> Job:
Show every line below that contains the word "white", treating uppercase and lowercase letters as different.

══ Exercise data ══

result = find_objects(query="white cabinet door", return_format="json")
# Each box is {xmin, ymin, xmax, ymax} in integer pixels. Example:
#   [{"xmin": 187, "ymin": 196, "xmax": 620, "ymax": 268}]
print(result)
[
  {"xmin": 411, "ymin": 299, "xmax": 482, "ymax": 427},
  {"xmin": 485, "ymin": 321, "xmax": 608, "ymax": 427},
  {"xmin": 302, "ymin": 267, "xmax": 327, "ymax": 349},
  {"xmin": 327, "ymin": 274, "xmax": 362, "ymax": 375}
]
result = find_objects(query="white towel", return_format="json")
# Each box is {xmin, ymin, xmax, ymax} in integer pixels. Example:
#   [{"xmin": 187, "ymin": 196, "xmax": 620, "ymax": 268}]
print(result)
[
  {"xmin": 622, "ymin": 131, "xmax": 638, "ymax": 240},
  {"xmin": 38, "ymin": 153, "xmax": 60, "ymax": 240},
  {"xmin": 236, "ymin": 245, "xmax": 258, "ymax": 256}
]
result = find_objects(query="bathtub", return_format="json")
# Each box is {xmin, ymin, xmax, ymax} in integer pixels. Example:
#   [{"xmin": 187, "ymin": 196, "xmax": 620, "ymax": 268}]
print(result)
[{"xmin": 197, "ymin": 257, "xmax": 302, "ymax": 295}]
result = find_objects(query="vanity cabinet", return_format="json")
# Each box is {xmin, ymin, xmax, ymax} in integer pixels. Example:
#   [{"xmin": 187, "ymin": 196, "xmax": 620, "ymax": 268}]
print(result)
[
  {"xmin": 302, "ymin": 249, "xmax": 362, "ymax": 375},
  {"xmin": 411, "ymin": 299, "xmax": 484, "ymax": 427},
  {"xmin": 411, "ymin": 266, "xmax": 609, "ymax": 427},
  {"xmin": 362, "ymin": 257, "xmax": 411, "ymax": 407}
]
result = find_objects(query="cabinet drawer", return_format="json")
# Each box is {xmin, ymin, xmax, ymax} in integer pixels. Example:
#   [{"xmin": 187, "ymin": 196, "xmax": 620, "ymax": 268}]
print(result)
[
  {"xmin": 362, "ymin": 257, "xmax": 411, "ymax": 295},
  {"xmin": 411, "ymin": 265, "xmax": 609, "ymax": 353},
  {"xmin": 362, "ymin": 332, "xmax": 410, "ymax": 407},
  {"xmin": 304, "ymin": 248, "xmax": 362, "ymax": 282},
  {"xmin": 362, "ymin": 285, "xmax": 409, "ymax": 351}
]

═══
══ Exercise data ══

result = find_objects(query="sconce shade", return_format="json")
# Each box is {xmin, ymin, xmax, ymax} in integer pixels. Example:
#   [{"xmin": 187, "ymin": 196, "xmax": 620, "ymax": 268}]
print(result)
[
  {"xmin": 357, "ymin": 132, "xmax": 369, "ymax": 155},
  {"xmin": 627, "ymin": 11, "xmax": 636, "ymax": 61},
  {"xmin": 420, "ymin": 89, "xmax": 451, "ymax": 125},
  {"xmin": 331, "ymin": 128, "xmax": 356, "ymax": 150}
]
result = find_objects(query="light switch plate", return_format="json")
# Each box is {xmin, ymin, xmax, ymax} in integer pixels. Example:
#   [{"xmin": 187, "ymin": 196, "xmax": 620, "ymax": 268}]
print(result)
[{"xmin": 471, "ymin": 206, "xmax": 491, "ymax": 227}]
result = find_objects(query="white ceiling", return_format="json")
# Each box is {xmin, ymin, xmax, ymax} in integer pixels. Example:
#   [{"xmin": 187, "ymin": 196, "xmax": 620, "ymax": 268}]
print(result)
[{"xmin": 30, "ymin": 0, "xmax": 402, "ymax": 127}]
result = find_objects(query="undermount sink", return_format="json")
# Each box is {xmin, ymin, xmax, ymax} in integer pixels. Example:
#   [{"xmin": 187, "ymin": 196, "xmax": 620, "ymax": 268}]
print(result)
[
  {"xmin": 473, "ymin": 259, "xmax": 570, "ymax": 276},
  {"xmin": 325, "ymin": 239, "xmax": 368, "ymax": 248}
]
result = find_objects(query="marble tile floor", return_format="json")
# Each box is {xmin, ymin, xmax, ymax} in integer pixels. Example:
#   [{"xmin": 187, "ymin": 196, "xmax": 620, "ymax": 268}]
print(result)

═══
══ Exercise data ══

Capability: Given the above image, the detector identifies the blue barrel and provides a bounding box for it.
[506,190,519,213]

═══

> Task output:
result = find_objects(query="white cabinet door", return_format="json")
result = find_objects(query="white towel", return_format="json")
result = find_objects(query="white ceiling", return_format="json")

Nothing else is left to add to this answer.